+++ Document text +++

Data Eng Weekly

Data Eng Weekly Issue #252

18 February 2018

Lots this week on stream processing including coverage of the Pravega streams system, exactly-once in Apache Flink, new features in Hortonworks Data Flow, getting started with Pivotal Cloud Data Flow, and building an application with Confluent KSQL. Qubole also has a great post on some optimizations they've made to query performance in Presto. In releases, Apache Oozie, Apache Storm, and Apache Flink all have new versions out this week.


The Pravega project came across my radar for the first time. Open-source and from Dell EMC, it's a distributed system implementing streams with similarities to Kafka and Apache Pulsar. Key differentiators are automatic movement of cold data to HDFS or other tier two storage and auto scaling of segments. That auto scaling functionality is one of the topics of the following post, which also looks at the API for sending to and consuming from Pravega.

This is a good article on how to pick the right tech stack to quickly stand up a data warehouse. AWS provides the plumbing with Kineses, Redshift, Glue, Lambda, and more. Lots of good tips if you go down a similar route or are using these (or related) technologies in AWS.

Qubole has implemented two optimizations for Presto—join reordering and dynamic filtering. The post describes how these improvements are implemented and how they improve performance in certain situations. The article also details performance results from an analysis with TPC-DS queries (2.8-14x speedup and several more queries run to completion than before). While these optimizations are available in Qubole Presto, they're also working with the community to get them into the main branch.

+++

What is expected = From the Data Eng Weekly issue above, list every project it says has a new version out this week.

+++ Provided information +++

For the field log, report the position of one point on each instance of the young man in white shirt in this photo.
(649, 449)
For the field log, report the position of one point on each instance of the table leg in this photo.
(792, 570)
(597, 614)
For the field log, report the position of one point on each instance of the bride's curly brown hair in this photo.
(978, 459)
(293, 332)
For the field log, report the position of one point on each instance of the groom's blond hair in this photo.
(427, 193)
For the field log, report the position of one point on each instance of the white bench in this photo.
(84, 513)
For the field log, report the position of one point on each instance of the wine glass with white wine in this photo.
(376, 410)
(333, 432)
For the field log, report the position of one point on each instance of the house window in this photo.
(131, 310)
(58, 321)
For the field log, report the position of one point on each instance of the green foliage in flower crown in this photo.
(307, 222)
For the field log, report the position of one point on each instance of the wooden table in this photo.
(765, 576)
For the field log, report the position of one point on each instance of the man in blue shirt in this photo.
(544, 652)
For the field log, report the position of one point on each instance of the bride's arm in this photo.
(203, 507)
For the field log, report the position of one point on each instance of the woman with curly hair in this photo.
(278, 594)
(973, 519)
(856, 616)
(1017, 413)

+++

Solution to the exercise =
- Apache Oozie
- Apache Storm
- Apache Flink